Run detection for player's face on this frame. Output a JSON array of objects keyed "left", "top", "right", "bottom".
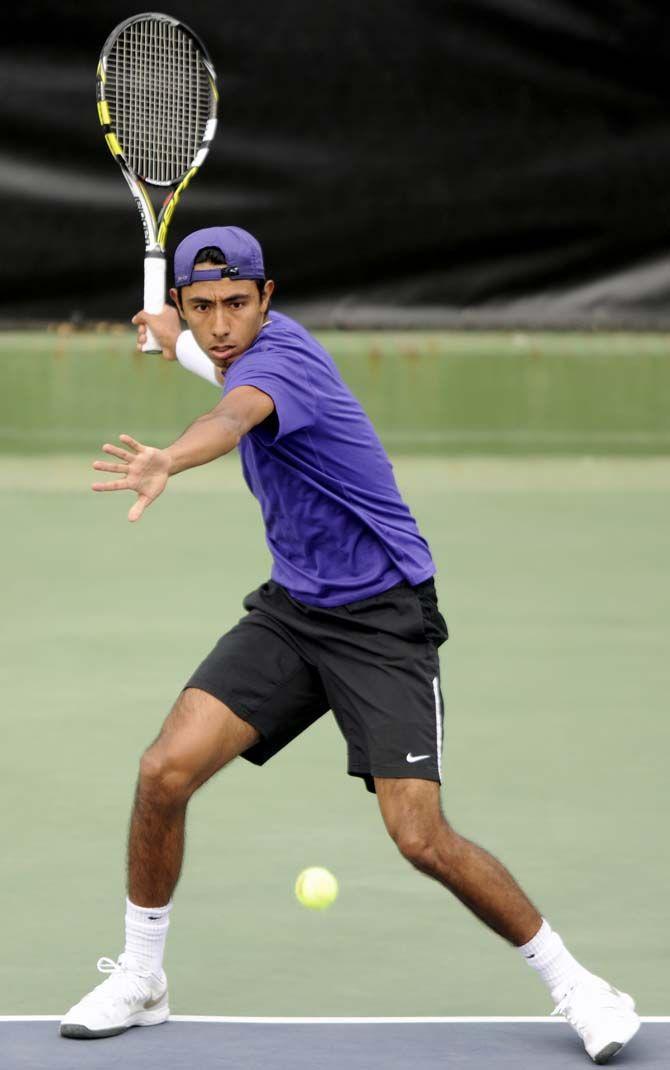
[{"left": 170, "top": 271, "right": 274, "bottom": 371}]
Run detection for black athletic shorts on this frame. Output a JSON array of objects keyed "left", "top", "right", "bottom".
[{"left": 185, "top": 579, "right": 447, "bottom": 792}]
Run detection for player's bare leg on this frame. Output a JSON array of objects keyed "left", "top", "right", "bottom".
[
  {"left": 375, "top": 778, "right": 640, "bottom": 1064},
  {"left": 375, "top": 777, "right": 542, "bottom": 947},
  {"left": 127, "top": 688, "right": 259, "bottom": 906},
  {"left": 61, "top": 688, "right": 259, "bottom": 1039}
]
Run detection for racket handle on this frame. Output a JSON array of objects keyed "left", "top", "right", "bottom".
[{"left": 142, "top": 256, "right": 165, "bottom": 353}]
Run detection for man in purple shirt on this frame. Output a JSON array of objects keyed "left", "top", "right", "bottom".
[{"left": 61, "top": 227, "right": 639, "bottom": 1063}]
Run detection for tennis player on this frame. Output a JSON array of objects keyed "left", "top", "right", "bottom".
[{"left": 61, "top": 227, "right": 640, "bottom": 1063}]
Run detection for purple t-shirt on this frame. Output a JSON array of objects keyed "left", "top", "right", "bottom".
[{"left": 224, "top": 311, "right": 436, "bottom": 606}]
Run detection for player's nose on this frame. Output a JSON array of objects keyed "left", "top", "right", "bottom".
[{"left": 212, "top": 308, "right": 230, "bottom": 338}]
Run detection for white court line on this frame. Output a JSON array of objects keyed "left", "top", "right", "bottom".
[{"left": 0, "top": 1014, "right": 670, "bottom": 1025}]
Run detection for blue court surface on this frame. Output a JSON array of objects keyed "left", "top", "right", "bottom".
[{"left": 0, "top": 1014, "right": 670, "bottom": 1070}]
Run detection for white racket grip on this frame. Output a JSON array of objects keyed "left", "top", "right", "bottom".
[
  {"left": 142, "top": 256, "right": 165, "bottom": 353},
  {"left": 177, "top": 331, "right": 220, "bottom": 389}
]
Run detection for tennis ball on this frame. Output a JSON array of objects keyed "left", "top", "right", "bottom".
[{"left": 295, "top": 866, "right": 337, "bottom": 911}]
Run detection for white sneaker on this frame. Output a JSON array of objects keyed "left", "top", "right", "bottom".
[
  {"left": 551, "top": 974, "right": 640, "bottom": 1064},
  {"left": 61, "top": 954, "right": 170, "bottom": 1040}
]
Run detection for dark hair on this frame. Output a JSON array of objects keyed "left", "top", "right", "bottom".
[{"left": 194, "top": 245, "right": 265, "bottom": 299}]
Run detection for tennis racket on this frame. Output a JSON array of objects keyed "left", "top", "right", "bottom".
[{"left": 97, "top": 12, "right": 218, "bottom": 353}]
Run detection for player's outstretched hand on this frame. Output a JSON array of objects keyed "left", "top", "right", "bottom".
[
  {"left": 131, "top": 305, "right": 182, "bottom": 361},
  {"left": 91, "top": 434, "right": 170, "bottom": 520}
]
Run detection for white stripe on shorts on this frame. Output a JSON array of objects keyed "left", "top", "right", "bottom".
[{"left": 432, "top": 676, "right": 442, "bottom": 783}]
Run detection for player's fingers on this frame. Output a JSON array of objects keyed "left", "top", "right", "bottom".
[
  {"left": 128, "top": 494, "right": 151, "bottom": 523},
  {"left": 91, "top": 479, "right": 131, "bottom": 490},
  {"left": 119, "top": 434, "right": 147, "bottom": 454},
  {"left": 103, "top": 442, "right": 135, "bottom": 461},
  {"left": 93, "top": 461, "right": 128, "bottom": 475}
]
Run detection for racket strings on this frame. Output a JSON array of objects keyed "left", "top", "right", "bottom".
[{"left": 106, "top": 19, "right": 216, "bottom": 185}]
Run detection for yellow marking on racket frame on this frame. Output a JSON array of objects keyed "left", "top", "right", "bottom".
[
  {"left": 158, "top": 167, "right": 198, "bottom": 248},
  {"left": 137, "top": 182, "right": 156, "bottom": 224},
  {"left": 105, "top": 132, "right": 123, "bottom": 156}
]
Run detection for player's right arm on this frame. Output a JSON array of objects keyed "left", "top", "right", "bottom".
[
  {"left": 132, "top": 305, "right": 224, "bottom": 386},
  {"left": 92, "top": 386, "right": 274, "bottom": 521}
]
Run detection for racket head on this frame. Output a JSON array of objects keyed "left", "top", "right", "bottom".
[{"left": 97, "top": 12, "right": 218, "bottom": 187}]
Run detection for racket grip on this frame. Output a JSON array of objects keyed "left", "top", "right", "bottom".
[{"left": 142, "top": 256, "right": 165, "bottom": 353}]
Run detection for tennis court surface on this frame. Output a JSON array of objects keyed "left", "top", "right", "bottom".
[{"left": 0, "top": 1014, "right": 670, "bottom": 1070}]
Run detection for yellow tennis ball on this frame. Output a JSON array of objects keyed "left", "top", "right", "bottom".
[{"left": 295, "top": 866, "right": 337, "bottom": 911}]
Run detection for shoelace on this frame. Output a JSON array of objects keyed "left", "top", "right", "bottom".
[
  {"left": 551, "top": 983, "right": 622, "bottom": 1031},
  {"left": 97, "top": 958, "right": 149, "bottom": 999}
]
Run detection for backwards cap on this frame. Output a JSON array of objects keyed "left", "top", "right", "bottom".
[{"left": 174, "top": 227, "right": 265, "bottom": 287}]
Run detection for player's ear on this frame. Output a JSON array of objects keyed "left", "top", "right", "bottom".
[
  {"left": 260, "top": 278, "right": 274, "bottom": 312},
  {"left": 170, "top": 287, "right": 185, "bottom": 319}
]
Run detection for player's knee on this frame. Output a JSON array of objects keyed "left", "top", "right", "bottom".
[
  {"left": 392, "top": 824, "right": 437, "bottom": 873},
  {"left": 139, "top": 748, "right": 195, "bottom": 805}
]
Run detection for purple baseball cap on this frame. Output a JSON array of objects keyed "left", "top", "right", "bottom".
[{"left": 174, "top": 227, "right": 265, "bottom": 287}]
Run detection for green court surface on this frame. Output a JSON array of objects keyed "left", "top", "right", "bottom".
[
  {"left": 0, "top": 325, "right": 670, "bottom": 455},
  {"left": 0, "top": 453, "right": 670, "bottom": 1015}
]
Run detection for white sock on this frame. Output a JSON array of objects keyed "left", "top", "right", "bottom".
[
  {"left": 123, "top": 898, "right": 172, "bottom": 976},
  {"left": 519, "top": 918, "right": 587, "bottom": 1003}
]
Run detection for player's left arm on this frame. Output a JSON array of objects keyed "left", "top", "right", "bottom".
[{"left": 92, "top": 386, "right": 274, "bottom": 521}]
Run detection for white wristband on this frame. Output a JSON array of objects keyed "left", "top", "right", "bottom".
[{"left": 176, "top": 331, "right": 222, "bottom": 389}]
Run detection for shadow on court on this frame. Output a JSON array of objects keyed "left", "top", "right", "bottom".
[{"left": 0, "top": 1017, "right": 670, "bottom": 1070}]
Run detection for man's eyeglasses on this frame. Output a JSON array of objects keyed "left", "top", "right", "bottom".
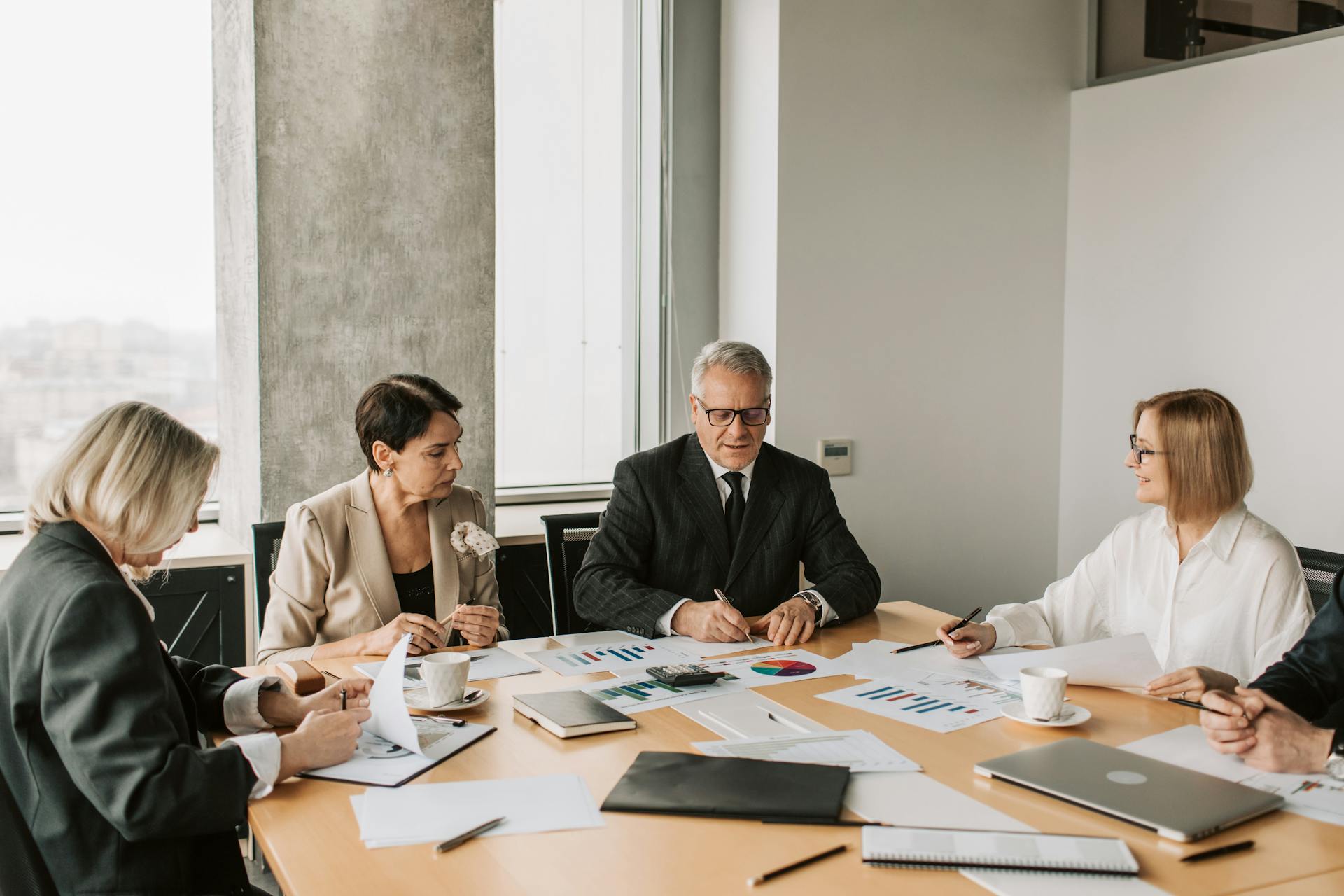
[
  {"left": 1129, "top": 435, "right": 1167, "bottom": 466},
  {"left": 700, "top": 399, "right": 770, "bottom": 426}
]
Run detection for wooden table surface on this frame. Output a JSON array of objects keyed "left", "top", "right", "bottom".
[{"left": 242, "top": 602, "right": 1344, "bottom": 896}]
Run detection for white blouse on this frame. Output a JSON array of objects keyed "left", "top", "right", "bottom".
[{"left": 986, "top": 504, "right": 1313, "bottom": 684}]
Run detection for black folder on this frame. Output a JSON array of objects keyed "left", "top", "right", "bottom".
[{"left": 602, "top": 751, "right": 849, "bottom": 821}]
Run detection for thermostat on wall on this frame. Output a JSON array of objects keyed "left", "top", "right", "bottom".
[{"left": 817, "top": 440, "right": 853, "bottom": 475}]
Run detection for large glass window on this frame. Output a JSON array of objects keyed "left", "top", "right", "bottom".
[
  {"left": 495, "top": 0, "right": 638, "bottom": 488},
  {"left": 0, "top": 0, "right": 216, "bottom": 510}
]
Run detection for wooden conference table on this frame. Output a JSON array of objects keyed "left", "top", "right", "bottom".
[{"left": 242, "top": 602, "right": 1344, "bottom": 896}]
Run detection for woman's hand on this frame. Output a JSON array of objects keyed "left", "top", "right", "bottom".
[
  {"left": 934, "top": 620, "right": 999, "bottom": 659},
  {"left": 359, "top": 612, "right": 449, "bottom": 657},
  {"left": 1144, "top": 666, "right": 1238, "bottom": 701},
  {"left": 276, "top": 697, "right": 370, "bottom": 782},
  {"left": 447, "top": 603, "right": 500, "bottom": 648}
]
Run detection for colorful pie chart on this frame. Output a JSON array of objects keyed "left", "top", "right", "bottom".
[{"left": 751, "top": 659, "right": 817, "bottom": 676}]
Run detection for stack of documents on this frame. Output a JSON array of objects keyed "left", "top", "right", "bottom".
[{"left": 349, "top": 775, "right": 605, "bottom": 849}]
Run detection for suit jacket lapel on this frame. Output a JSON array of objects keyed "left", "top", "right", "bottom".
[
  {"left": 345, "top": 473, "right": 398, "bottom": 624},
  {"left": 428, "top": 489, "right": 472, "bottom": 621},
  {"left": 723, "top": 444, "right": 783, "bottom": 591},
  {"left": 678, "top": 433, "right": 736, "bottom": 570}
]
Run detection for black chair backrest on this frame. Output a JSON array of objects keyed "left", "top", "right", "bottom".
[
  {"left": 542, "top": 513, "right": 599, "bottom": 634},
  {"left": 253, "top": 520, "right": 285, "bottom": 640},
  {"left": 1297, "top": 548, "right": 1344, "bottom": 612},
  {"left": 0, "top": 775, "right": 57, "bottom": 896}
]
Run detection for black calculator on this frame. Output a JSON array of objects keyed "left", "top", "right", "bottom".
[{"left": 648, "top": 664, "right": 724, "bottom": 688}]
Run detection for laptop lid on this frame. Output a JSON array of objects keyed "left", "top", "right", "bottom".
[{"left": 976, "top": 738, "right": 1284, "bottom": 841}]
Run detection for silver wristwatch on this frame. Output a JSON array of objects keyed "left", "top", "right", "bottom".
[
  {"left": 793, "top": 591, "right": 825, "bottom": 624},
  {"left": 1325, "top": 728, "right": 1344, "bottom": 780}
]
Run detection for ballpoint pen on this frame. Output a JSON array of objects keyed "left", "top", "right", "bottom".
[
  {"left": 891, "top": 607, "right": 983, "bottom": 653},
  {"left": 434, "top": 816, "right": 504, "bottom": 853}
]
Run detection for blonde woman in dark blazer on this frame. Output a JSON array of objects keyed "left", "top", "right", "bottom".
[{"left": 257, "top": 373, "right": 508, "bottom": 662}]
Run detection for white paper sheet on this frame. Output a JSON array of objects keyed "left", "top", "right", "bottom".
[
  {"left": 361, "top": 634, "right": 425, "bottom": 755},
  {"left": 527, "top": 640, "right": 699, "bottom": 676},
  {"left": 844, "top": 771, "right": 1036, "bottom": 833},
  {"left": 355, "top": 648, "right": 542, "bottom": 690},
  {"left": 817, "top": 673, "right": 1012, "bottom": 734},
  {"left": 981, "top": 633, "right": 1163, "bottom": 688},
  {"left": 1121, "top": 725, "right": 1344, "bottom": 826},
  {"left": 961, "top": 871, "right": 1167, "bottom": 896},
  {"left": 673, "top": 690, "right": 831, "bottom": 740},
  {"left": 349, "top": 775, "right": 605, "bottom": 849},
  {"left": 304, "top": 716, "right": 495, "bottom": 790},
  {"left": 691, "top": 731, "right": 920, "bottom": 772}
]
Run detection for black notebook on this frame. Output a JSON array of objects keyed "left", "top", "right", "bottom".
[
  {"left": 513, "top": 690, "right": 634, "bottom": 738},
  {"left": 602, "top": 751, "right": 849, "bottom": 821}
]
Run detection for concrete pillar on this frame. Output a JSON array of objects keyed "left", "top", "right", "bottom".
[{"left": 214, "top": 0, "right": 495, "bottom": 539}]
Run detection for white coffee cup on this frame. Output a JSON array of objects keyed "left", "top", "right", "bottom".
[
  {"left": 421, "top": 653, "right": 472, "bottom": 706},
  {"left": 1020, "top": 666, "right": 1068, "bottom": 722}
]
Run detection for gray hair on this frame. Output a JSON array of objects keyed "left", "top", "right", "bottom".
[{"left": 691, "top": 339, "right": 774, "bottom": 398}]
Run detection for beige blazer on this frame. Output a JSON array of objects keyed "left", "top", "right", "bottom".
[{"left": 257, "top": 473, "right": 508, "bottom": 662}]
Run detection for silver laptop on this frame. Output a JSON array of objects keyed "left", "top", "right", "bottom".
[{"left": 976, "top": 738, "right": 1284, "bottom": 841}]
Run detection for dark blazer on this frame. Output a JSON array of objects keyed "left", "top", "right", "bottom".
[
  {"left": 574, "top": 433, "right": 882, "bottom": 638},
  {"left": 0, "top": 523, "right": 257, "bottom": 895},
  {"left": 1250, "top": 578, "right": 1344, "bottom": 728}
]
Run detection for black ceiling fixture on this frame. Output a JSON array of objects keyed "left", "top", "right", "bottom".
[{"left": 1144, "top": 0, "right": 1344, "bottom": 59}]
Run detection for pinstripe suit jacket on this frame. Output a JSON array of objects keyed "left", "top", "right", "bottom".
[{"left": 574, "top": 433, "right": 882, "bottom": 638}]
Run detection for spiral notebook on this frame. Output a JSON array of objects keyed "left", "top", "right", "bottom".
[{"left": 863, "top": 826, "right": 1138, "bottom": 874}]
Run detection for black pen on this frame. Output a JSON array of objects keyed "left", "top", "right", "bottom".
[
  {"left": 434, "top": 816, "right": 504, "bottom": 853},
  {"left": 748, "top": 844, "right": 849, "bottom": 887},
  {"left": 891, "top": 607, "right": 983, "bottom": 653},
  {"left": 1167, "top": 697, "right": 1235, "bottom": 719},
  {"left": 1182, "top": 839, "right": 1255, "bottom": 862}
]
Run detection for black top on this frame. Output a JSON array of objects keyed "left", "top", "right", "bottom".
[
  {"left": 393, "top": 561, "right": 434, "bottom": 617},
  {"left": 0, "top": 523, "right": 257, "bottom": 893},
  {"left": 1252, "top": 582, "right": 1344, "bottom": 728}
]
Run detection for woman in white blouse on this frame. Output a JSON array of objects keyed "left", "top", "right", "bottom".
[{"left": 937, "top": 390, "right": 1312, "bottom": 699}]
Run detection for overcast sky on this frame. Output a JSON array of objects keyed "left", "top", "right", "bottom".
[{"left": 0, "top": 0, "right": 215, "bottom": 329}]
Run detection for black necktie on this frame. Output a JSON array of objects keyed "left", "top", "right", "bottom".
[{"left": 723, "top": 473, "right": 748, "bottom": 554}]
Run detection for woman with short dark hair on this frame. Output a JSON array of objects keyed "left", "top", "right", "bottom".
[{"left": 257, "top": 373, "right": 508, "bottom": 662}]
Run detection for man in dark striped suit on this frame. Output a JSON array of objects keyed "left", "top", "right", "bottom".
[{"left": 574, "top": 341, "right": 882, "bottom": 645}]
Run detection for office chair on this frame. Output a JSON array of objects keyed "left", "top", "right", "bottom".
[
  {"left": 253, "top": 520, "right": 285, "bottom": 643},
  {"left": 542, "top": 513, "right": 599, "bottom": 634},
  {"left": 1297, "top": 548, "right": 1344, "bottom": 612},
  {"left": 0, "top": 775, "right": 57, "bottom": 896}
]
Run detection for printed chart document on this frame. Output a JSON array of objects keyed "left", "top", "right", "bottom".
[
  {"left": 844, "top": 771, "right": 1036, "bottom": 833},
  {"left": 527, "top": 640, "right": 699, "bottom": 676},
  {"left": 817, "top": 672, "right": 1016, "bottom": 734},
  {"left": 1121, "top": 725, "right": 1344, "bottom": 825},
  {"left": 349, "top": 775, "right": 605, "bottom": 849},
  {"left": 691, "top": 731, "right": 920, "bottom": 772},
  {"left": 355, "top": 648, "right": 540, "bottom": 690},
  {"left": 978, "top": 631, "right": 1163, "bottom": 688}
]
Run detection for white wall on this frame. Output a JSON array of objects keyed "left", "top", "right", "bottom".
[
  {"left": 1058, "top": 38, "right": 1344, "bottom": 573},
  {"left": 719, "top": 0, "right": 780, "bottom": 370},
  {"left": 769, "top": 0, "right": 1086, "bottom": 612}
]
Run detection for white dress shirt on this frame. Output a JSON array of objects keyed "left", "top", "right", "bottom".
[
  {"left": 986, "top": 504, "right": 1313, "bottom": 684},
  {"left": 90, "top": 533, "right": 279, "bottom": 799},
  {"left": 657, "top": 456, "right": 840, "bottom": 634}
]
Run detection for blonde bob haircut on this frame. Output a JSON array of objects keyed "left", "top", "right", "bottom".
[
  {"left": 1134, "top": 390, "right": 1254, "bottom": 523},
  {"left": 27, "top": 402, "right": 219, "bottom": 578}
]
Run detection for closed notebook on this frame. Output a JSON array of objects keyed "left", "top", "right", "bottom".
[
  {"left": 863, "top": 826, "right": 1138, "bottom": 874},
  {"left": 602, "top": 751, "right": 849, "bottom": 821},
  {"left": 513, "top": 690, "right": 634, "bottom": 738}
]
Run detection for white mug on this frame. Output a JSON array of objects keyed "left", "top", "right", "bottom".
[
  {"left": 421, "top": 653, "right": 472, "bottom": 706},
  {"left": 1020, "top": 666, "right": 1068, "bottom": 722}
]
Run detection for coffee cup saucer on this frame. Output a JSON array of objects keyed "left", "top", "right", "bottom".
[
  {"left": 999, "top": 700, "right": 1091, "bottom": 728},
  {"left": 406, "top": 688, "right": 491, "bottom": 712}
]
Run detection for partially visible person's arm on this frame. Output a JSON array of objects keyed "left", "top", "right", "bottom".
[{"left": 574, "top": 458, "right": 682, "bottom": 638}]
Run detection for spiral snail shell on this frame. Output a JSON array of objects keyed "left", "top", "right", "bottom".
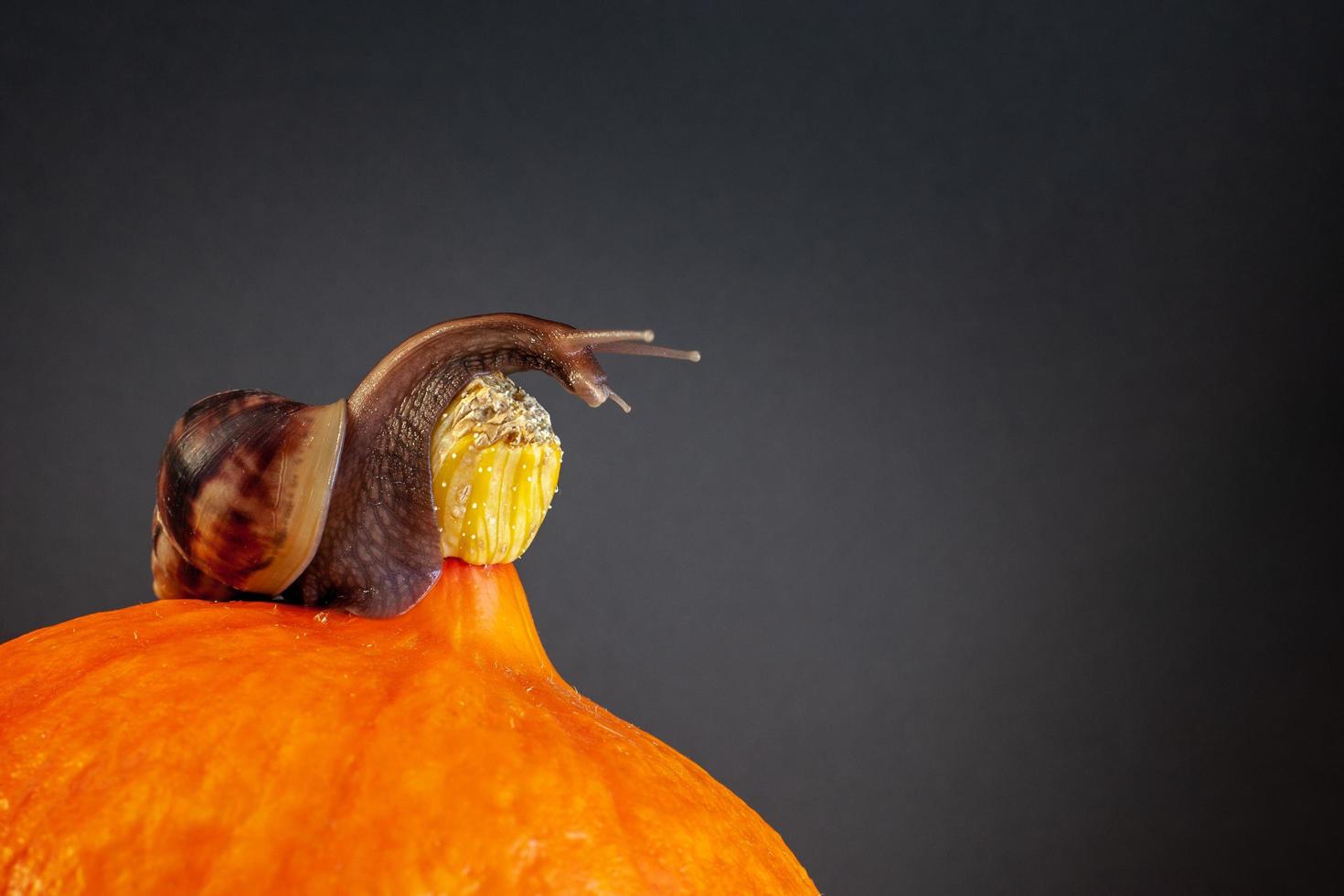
[{"left": 151, "top": 315, "right": 699, "bottom": 616}]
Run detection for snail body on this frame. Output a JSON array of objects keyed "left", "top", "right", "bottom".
[{"left": 152, "top": 315, "right": 699, "bottom": 616}]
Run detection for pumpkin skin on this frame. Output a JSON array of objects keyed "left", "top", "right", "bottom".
[{"left": 0, "top": 560, "right": 816, "bottom": 893}]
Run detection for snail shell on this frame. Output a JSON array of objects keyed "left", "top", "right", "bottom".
[
  {"left": 151, "top": 315, "right": 699, "bottom": 616},
  {"left": 154, "top": 389, "right": 346, "bottom": 599}
]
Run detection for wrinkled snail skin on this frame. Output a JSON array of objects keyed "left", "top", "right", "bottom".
[{"left": 154, "top": 315, "right": 699, "bottom": 616}]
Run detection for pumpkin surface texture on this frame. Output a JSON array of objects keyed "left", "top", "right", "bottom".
[{"left": 0, "top": 318, "right": 816, "bottom": 893}]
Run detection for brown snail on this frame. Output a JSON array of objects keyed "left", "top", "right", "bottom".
[{"left": 152, "top": 315, "right": 699, "bottom": 616}]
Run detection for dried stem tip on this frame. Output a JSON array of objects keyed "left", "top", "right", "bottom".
[{"left": 430, "top": 373, "right": 561, "bottom": 566}]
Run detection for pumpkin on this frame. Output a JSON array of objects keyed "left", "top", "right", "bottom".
[{"left": 0, "top": 315, "right": 816, "bottom": 893}]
* * * * *
PROBLEM DETAILS: Copy out every line above that contains the string "chair". Case counts.

FINAL RESULT:
Run detection for black chair backrest on this frame. Output a JSON array of objects keyed "left", "top", "right", "bottom".
Run detection for office chair on this frame. Output a JSON array of objects keyed "left", "top", "right", "bottom".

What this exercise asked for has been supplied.